>>

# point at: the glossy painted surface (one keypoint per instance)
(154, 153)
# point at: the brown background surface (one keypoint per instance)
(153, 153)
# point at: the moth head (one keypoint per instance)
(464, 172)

<<
>>

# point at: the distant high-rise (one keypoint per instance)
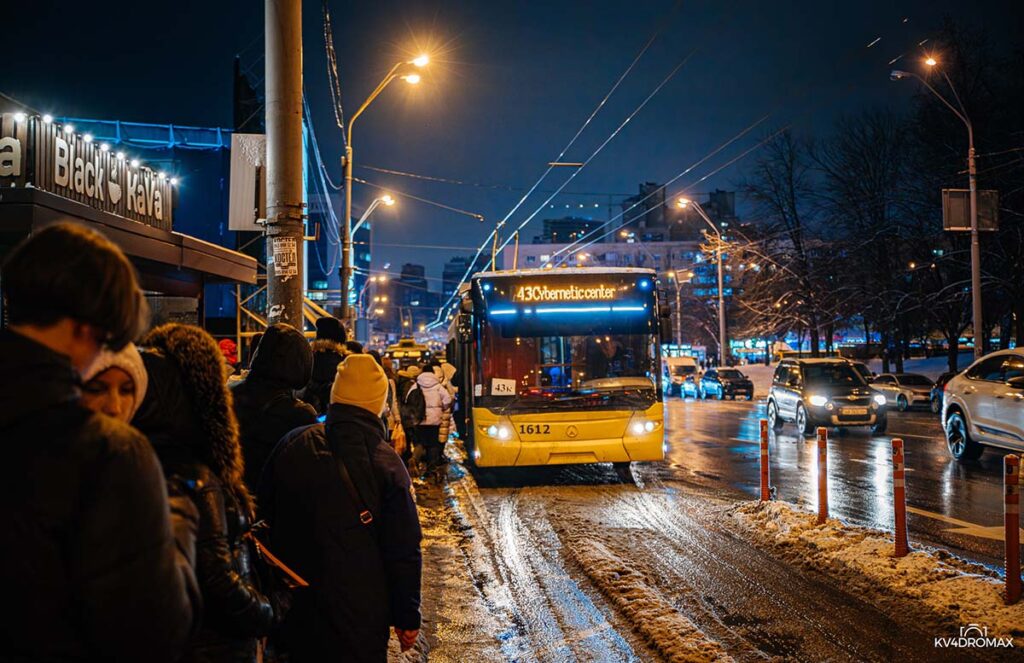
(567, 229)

<<
>>

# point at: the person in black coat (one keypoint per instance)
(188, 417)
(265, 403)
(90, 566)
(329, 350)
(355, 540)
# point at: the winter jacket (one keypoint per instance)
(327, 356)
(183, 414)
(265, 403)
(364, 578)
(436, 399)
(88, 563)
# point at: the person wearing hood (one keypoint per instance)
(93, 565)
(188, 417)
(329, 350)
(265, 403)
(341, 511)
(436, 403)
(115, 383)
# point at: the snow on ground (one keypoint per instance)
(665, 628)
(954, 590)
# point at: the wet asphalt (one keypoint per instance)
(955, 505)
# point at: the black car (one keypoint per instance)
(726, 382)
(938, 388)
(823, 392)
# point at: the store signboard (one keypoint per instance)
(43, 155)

<<

## STATED TASK
Gather every line of the data above that contains the word "person", and copy each such line in full.

## COMPLETED EXERCISE
# point at: the person in black coat (one keypoint per instance)
# point at: the person wearing hood (one keypoint per instance)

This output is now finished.